**EXERCISE AIM**
For the word "matching", find each line in the entries where it occurs and copy that line.

**MATERIAL FOR THE TASK**
□ □ □ □ □
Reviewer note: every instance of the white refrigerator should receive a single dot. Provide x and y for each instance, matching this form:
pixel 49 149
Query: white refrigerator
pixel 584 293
□ □ □ □ □
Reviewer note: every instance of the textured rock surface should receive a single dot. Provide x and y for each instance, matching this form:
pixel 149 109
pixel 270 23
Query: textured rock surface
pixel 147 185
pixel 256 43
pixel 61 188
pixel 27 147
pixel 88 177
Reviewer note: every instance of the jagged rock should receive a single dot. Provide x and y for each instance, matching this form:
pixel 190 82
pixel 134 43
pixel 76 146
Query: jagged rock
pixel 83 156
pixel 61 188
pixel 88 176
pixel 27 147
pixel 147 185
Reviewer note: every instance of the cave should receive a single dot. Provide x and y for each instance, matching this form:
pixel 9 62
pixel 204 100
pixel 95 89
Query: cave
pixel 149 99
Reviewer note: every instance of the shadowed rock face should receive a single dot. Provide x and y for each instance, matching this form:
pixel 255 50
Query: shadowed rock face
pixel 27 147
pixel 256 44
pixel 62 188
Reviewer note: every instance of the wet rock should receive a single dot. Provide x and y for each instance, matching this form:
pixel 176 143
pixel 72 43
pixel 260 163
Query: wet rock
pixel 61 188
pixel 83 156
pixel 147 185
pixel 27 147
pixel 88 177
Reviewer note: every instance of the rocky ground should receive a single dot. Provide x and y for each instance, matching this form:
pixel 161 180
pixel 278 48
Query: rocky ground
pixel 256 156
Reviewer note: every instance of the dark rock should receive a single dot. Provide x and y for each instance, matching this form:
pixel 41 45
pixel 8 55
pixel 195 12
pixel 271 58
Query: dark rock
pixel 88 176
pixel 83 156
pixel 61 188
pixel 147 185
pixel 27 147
□ □ □ □ □
**EXPECTED ANSWER**
Reviewer note: every instance of the white refrigerator should receive a single dot. Provide x and y for each instance, matching this form:
Reviewer note: every instance of the textured rock surface should receive a single dot. Provide x and y for each instance, matching this form:
Reviewer note: every instance of the jagged rock should receive a single dot. Provide x and y for each instance, matching this form:
Reviewer note: every instance of the cave should receive a single dot. Provide x and y for each instance, matching this form:
Reviewer note: every instance of the shadowed rock face should receive a single dot. Provide x and y for each instance, matching this form:
Reviewer note: every instance of the wet rock should receive a single dot. Provide x and y for each instance, matching this form:
Reviewer note: every instance of the rocky ground should receive a single dot. Provide x and y for each instance, matching this form:
Reviewer note: every instance of the dark rock should receive a single dot. Provide x and y for each instance, matching this form:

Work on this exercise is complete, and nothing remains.